[BEGIN Records for the task]

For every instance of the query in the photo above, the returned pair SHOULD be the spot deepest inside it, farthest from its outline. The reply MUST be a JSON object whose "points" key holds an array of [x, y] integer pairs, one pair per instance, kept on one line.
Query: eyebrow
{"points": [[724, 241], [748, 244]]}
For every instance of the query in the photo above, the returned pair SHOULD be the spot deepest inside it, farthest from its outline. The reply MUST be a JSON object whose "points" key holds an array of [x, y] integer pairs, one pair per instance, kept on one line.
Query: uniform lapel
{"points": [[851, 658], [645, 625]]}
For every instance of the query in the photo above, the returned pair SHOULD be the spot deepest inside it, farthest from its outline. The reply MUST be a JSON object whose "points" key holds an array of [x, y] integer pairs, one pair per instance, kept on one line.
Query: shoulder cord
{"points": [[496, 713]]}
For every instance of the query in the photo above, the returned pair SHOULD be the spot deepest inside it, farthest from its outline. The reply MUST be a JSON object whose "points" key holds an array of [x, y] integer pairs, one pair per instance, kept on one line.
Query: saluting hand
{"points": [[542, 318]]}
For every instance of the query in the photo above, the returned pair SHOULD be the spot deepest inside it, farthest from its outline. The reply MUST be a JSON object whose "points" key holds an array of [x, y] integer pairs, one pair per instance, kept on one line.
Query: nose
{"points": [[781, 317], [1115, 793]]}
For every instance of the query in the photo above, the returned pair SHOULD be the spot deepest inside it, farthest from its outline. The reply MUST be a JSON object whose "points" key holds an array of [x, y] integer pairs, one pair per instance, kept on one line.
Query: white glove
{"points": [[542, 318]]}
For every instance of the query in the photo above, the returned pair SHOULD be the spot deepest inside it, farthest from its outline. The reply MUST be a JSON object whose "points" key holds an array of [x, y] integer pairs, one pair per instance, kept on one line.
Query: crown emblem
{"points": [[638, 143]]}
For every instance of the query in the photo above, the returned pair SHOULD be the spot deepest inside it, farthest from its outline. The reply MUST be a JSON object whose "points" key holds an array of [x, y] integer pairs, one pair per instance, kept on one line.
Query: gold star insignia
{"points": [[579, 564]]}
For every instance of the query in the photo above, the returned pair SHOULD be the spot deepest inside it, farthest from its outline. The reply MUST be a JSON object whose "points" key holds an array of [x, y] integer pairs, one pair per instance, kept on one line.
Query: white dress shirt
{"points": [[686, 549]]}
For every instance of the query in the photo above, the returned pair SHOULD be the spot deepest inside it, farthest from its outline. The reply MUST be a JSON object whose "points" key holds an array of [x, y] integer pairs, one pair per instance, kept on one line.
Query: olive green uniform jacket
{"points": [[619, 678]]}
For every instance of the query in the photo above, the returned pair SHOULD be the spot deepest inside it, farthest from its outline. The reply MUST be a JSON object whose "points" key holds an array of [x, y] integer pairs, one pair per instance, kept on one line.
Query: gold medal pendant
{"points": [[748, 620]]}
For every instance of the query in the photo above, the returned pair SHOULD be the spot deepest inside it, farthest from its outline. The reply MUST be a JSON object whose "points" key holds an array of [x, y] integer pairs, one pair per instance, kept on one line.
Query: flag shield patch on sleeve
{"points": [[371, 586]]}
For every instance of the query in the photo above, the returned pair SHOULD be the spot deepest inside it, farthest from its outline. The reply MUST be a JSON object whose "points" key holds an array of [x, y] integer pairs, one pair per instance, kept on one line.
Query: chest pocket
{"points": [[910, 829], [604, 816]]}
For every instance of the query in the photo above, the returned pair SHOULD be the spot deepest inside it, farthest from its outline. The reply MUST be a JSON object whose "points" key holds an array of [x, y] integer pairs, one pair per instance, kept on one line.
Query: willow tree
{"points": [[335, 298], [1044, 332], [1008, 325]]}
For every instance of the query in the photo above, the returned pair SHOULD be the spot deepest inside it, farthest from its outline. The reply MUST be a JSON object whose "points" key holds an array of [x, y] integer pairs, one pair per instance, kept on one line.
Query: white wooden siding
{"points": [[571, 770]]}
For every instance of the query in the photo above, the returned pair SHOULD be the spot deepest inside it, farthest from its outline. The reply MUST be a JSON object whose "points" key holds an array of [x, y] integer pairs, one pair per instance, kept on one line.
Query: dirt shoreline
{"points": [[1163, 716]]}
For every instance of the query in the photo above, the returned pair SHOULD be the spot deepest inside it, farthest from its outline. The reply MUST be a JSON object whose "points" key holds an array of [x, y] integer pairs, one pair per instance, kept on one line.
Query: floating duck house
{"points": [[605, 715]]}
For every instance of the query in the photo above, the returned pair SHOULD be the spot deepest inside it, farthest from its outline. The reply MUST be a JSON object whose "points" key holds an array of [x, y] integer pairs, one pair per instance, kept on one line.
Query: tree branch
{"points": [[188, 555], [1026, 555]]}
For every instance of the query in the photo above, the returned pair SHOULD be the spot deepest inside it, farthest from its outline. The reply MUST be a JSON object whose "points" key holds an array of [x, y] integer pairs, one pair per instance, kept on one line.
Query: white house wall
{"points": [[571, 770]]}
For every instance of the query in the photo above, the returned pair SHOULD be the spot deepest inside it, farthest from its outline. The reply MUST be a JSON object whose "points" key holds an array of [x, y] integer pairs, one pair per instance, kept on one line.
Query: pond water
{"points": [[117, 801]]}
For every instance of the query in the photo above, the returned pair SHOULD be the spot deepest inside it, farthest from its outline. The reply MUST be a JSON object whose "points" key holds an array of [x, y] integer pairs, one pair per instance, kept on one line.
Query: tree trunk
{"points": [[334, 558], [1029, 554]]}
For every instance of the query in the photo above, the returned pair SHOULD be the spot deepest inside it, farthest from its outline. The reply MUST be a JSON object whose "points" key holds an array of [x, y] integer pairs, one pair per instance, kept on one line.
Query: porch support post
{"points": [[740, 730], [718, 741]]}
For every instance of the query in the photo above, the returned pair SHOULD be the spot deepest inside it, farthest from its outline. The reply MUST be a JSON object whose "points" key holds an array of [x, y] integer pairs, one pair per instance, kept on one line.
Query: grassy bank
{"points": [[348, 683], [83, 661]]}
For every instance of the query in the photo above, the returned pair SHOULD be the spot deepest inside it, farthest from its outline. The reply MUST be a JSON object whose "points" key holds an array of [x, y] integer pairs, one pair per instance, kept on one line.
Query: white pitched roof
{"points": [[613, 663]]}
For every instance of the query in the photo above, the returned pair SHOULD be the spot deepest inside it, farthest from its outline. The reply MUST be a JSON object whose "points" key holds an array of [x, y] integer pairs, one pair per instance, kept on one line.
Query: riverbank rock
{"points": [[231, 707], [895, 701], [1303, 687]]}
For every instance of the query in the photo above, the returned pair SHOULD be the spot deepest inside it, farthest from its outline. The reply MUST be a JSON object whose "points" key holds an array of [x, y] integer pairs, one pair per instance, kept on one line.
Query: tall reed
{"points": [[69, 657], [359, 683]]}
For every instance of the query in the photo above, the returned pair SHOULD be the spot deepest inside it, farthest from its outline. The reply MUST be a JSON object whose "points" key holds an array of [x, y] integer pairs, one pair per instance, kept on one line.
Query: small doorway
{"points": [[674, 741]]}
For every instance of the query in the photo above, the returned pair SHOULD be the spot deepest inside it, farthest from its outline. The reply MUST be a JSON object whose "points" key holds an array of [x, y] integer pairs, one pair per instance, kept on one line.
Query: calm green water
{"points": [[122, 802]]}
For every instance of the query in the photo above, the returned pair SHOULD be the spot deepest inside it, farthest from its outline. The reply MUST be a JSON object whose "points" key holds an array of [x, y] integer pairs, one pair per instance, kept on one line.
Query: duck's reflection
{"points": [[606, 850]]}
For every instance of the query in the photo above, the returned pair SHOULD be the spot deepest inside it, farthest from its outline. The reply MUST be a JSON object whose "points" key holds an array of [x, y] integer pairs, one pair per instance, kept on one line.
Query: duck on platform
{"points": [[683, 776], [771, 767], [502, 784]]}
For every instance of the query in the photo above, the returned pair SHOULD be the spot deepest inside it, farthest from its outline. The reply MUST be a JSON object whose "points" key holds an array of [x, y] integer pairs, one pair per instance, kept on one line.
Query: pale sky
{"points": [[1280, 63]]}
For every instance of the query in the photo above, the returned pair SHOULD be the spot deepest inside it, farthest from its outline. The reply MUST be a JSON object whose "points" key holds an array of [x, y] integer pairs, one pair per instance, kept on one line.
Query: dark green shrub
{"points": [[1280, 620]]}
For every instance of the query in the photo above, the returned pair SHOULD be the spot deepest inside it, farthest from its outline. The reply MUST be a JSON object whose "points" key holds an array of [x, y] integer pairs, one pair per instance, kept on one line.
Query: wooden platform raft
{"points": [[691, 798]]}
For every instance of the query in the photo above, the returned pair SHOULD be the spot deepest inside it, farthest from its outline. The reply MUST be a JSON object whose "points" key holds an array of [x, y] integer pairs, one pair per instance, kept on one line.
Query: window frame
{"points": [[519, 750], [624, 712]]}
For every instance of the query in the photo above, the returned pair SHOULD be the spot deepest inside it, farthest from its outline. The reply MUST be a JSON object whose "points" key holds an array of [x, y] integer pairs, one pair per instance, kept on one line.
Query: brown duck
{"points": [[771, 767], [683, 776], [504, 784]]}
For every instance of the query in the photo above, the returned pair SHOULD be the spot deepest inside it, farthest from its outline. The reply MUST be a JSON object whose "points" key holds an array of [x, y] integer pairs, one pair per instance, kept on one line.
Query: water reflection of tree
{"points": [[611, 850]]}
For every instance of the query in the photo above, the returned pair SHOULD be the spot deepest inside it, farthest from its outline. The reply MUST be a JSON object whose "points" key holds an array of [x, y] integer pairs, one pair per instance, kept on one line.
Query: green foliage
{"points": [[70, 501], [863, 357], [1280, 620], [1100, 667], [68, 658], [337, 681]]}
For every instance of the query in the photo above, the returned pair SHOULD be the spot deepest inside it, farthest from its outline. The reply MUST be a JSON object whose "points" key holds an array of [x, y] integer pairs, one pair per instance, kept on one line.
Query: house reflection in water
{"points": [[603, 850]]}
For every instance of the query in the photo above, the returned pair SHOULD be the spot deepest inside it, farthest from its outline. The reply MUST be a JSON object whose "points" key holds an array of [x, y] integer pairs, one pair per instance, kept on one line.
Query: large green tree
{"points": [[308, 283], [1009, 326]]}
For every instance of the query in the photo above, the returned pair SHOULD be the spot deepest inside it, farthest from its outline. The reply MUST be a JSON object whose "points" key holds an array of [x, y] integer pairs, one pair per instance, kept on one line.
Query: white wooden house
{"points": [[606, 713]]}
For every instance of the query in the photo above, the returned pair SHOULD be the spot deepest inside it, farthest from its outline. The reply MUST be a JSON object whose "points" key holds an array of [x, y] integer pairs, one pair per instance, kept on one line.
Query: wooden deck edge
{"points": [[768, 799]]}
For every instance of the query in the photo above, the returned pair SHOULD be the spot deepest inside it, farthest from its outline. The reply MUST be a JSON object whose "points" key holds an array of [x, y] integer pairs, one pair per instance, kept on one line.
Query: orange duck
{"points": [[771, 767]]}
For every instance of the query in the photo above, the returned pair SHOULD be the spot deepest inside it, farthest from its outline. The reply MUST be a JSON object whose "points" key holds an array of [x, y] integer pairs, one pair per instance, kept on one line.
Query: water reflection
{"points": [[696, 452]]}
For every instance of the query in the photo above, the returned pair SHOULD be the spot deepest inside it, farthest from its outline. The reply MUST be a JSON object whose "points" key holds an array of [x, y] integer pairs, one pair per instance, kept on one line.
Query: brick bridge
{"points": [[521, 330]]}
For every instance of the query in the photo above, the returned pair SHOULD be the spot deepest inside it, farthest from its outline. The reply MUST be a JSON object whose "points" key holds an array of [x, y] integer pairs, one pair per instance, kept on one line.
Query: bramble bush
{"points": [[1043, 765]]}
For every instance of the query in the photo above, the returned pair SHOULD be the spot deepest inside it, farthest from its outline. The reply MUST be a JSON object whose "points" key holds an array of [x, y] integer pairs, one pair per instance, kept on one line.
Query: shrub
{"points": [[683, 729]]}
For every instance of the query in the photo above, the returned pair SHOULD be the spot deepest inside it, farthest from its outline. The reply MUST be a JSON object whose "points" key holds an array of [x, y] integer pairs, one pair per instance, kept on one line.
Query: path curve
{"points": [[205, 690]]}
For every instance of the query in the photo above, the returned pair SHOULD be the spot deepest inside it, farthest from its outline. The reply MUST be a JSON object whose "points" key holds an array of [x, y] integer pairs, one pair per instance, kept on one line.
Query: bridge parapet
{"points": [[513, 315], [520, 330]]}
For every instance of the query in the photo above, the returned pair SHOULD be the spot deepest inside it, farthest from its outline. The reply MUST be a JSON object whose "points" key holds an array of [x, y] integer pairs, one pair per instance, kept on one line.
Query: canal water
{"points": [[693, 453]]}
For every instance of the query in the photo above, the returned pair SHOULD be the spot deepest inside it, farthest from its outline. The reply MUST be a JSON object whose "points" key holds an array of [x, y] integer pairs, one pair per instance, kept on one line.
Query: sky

[END Records for the task]

Exercise details: Count the lines in the listing above that contain the word "bridge", and give only that number.

Solution for this task: 2